• **Study text**:
- Opening Delimiter -

Boron carbide has a complex crystal structure typical of icosahedron-based borides. There, B_{12} icosahedra form a rhombohedral lattice unit (space group: R3̅m (No. 166), lattice constants: a = 0.56 nm and c = 1.212 nm) surrounding a C-B-C chain that resides at the center of the unit cell, and both carbon atoms bridge the neighboring three icosahedra. This structure is layered: the B_{12} icosahedra and bridging carbons form a network plane that spreads parallel to the c-plane and stacks along the c-axis. The lattice has two basic structure units – the B_{12} icosahedron and the B_{6} octahedron. Because of the small size of the B_{6} octahedra, they cannot interconnect. Instead, they bond to the B_{12} icosahedra in the neighboring layer, and this decreases bonding strength in the c-plane.

Because of the B_{12} structural unit, the chemical formula of "ideal" boron carbide is often written not as B_{4}C, but as B_{12}C_{3}, and the carbon deficiency of boron carbide described in terms of a combination of the B_{12}C_{3} and B_{12}C_{2} units. Some studies indicate the possibility of incorporation of one or more carbon atoms into the boron icosahedra, giving rise to formulas such as (B_{11}C)CBC = B_{4}C at the carbon-heavy end of the stoichiometry, but formulas such as B_{12}(CBB) = B_{14}C at the boron-rich end. "Boron carbide" is thus not a single compound, but a family of compounds of different compositions. A common intermediate, which approximates a commonly found ratio of elements, is B_{12}(CBC) = B_{6.5}C. Quantum mechanical calculations have demonstrated that configurational disorder between boron and carbon atoms on the different positions in the crystal determines several of the materials properties – in particular, the crystal symmetry of the B_{4}C composition and the non-metallic electrical character of the B_{13}C_{2} composition.

- Closing Delimiter -

Items stored in a collection

- Opening Delimiter -

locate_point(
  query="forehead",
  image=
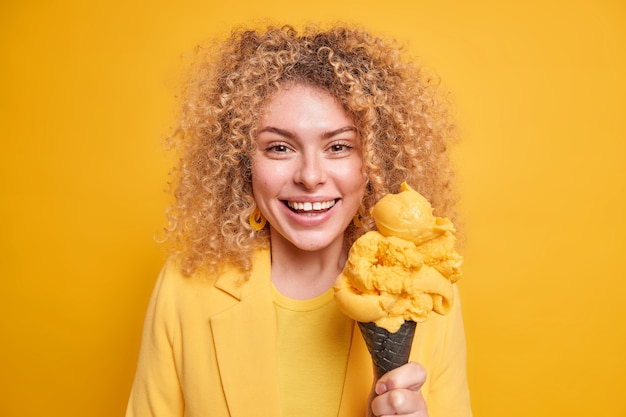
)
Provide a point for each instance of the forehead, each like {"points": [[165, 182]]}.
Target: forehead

- Closing Delimiter -

• **What this exercise asks**:
A. Reproduce the part of the boron carbide text that opens with the words containing "Boron carbide has" and closes with "in the c-plane.", substituting "basal plane" for "c-plane".
B. Continue the boron carbide text from where it stops.
This data has no connection to the boron carbide text.

• **Outputs for the tasks**:
A.
Boron carbide has a complex crystal structure typical of icosahedron-based borides. There, B_{12} icosahedra form a rhombohedral lattice unit (space group: R3̅m (No. 166), lattice constants: a = 0.56 nm and c = 1.212 nm) surrounding a C-B-C chain that resides at the center of the unit cell, and both carbon atoms bridge the neighboring three icosahedra. This structure is layered: the B_{12} icosahedra and bridging carbons form a network plane that spreads parallel to the basal plane and stacks along the c-axis. The lattice has two basic structure units – the B_{12} icosahedron and the B_{6} octahedron. Because of the small size of the B_{6} octahedra, they cannot interconnect. Instead, they bond to the B_{12} icosahedra in the neighboring layer, and this decreases bonding strength in the basal plane.

B.
==Properties==
Boron carbide is known as a robust material having extremely high hardness (about 9.5 up to 9.75 on Mohs hardness scale), high cross section for absorption of neutrons (i.e. good shielding properties against neutrons), stability to ionizing radiation and most chemicals. Its Vickers hardness (38 GPa), elastic modulus (460 GPa) and fracture toughness (3.5 MPa·m^{1/2}) approach the corresponding values for diamond (1150 GPa and 5.3 MPa·m^{1/2}).

As of 2015, boron carbide is the third hardest substance known, after diamond and cubic boron nitride, earning it the nickname "black diamond".

===Semiconductor properties===
Boron carbide is a semiconductor, with electronic properties dominated by hopping-type transport. The energy band gap depends on composition as well as the degree of order. The band gap is estimated at 2.09 eV, with multiple mid-bandgap states which complicate the photoluminescence spectrum. The material is typically p-type.

==Preparation==
Boron carbide was first synthesized by Henri Moissan in 1894 by reduction of boron trioxide either with carbon or magnesium in presence of carbon in an electric arc furnace. In the case of carbon, the reaction occurs at temperatures above the melting point of B_{4}C and is accompanied by liberation of large amount of carbon monoxide:
2 B_{2}O_{3} + 7 C → B_{4}C + 6 CO

If magnesium is used, the reaction can be carried out in a graphite crucible, and the magnesium byproducts are removed by treatment with acid.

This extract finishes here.